[Images for object localization]
_____
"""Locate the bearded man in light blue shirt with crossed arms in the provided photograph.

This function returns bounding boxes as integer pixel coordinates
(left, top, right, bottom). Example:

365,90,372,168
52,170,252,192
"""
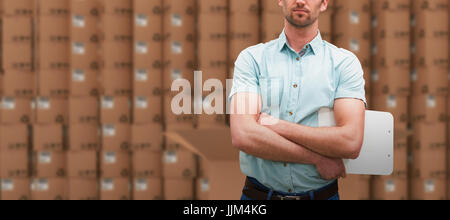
230,0,366,200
_____
- [WORK TASK]: Starting at the line that contains "This function returns" and ending at the final line of the data, reproduce each line exactly. Pictures stay out of the copy.

- [ANSWER FOR THIS EXERCISE]:
This function returns bounding boxes as integer pixel coordinates
(left, top, right, bottom). Example:

365,90,372,168
52,170,252,192
"""
230,0,366,200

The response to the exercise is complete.